Data for this task Start Marker
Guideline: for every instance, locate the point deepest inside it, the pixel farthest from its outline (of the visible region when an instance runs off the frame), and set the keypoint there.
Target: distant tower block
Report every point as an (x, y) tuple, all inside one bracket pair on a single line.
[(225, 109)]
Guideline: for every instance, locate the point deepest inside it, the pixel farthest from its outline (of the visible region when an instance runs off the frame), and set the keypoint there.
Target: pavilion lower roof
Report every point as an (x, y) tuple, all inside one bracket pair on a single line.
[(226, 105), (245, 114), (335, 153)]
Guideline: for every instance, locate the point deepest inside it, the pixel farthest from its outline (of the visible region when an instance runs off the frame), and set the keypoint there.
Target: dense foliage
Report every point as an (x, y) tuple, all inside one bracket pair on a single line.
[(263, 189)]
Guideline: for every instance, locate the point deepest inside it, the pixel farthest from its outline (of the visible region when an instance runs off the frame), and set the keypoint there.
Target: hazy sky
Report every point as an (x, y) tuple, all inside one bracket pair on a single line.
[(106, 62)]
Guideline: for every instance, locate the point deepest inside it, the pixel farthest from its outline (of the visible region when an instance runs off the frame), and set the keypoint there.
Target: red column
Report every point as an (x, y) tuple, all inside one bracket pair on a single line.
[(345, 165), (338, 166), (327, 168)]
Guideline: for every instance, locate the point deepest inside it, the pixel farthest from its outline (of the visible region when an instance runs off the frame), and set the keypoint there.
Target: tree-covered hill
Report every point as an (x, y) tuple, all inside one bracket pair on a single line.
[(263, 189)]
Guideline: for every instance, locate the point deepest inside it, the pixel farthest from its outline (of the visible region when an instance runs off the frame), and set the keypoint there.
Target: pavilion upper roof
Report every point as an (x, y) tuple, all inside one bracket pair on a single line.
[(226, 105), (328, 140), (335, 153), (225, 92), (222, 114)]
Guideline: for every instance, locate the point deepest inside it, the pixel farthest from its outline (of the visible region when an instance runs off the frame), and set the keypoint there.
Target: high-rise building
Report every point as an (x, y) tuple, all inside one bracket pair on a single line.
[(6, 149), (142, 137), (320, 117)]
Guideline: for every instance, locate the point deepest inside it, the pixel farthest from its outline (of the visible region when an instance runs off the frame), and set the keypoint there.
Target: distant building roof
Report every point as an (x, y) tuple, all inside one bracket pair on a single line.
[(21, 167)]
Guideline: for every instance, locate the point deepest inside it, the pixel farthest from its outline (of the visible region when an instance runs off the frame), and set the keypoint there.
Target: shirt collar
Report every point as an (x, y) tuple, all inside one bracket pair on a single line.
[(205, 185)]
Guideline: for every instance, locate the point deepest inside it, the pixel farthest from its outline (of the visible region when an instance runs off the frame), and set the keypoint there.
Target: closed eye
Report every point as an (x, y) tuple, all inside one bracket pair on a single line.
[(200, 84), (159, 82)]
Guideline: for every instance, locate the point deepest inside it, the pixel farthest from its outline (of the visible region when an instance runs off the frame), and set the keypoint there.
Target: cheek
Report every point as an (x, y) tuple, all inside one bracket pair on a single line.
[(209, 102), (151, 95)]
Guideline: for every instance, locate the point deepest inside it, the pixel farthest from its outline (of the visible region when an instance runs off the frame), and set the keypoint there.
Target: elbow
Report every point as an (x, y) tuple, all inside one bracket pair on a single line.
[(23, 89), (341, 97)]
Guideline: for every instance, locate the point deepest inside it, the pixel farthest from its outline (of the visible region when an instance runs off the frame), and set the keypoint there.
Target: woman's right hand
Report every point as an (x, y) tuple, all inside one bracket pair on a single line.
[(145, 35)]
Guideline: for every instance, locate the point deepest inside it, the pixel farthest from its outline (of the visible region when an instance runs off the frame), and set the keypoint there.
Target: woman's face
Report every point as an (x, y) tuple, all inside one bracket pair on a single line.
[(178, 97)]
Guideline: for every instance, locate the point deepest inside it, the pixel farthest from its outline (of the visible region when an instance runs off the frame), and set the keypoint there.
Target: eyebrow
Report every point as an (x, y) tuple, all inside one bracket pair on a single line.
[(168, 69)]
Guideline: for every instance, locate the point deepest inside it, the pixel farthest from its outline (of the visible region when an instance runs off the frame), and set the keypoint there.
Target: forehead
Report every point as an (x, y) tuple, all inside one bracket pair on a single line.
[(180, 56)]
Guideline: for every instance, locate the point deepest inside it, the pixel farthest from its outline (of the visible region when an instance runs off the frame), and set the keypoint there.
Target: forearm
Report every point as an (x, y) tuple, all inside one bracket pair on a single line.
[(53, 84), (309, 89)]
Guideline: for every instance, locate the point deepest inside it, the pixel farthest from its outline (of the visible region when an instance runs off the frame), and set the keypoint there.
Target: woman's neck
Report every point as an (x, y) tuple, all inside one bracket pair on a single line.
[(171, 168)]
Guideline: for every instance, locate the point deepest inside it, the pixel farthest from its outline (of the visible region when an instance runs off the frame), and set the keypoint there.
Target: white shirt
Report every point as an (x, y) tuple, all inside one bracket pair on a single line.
Data for this task End Marker
# Work required:
For each line above that contains the word "woman", give the line as it is written.

# Written answer:
Target: woman's right hand
Target: woman's face
Target: woman's neck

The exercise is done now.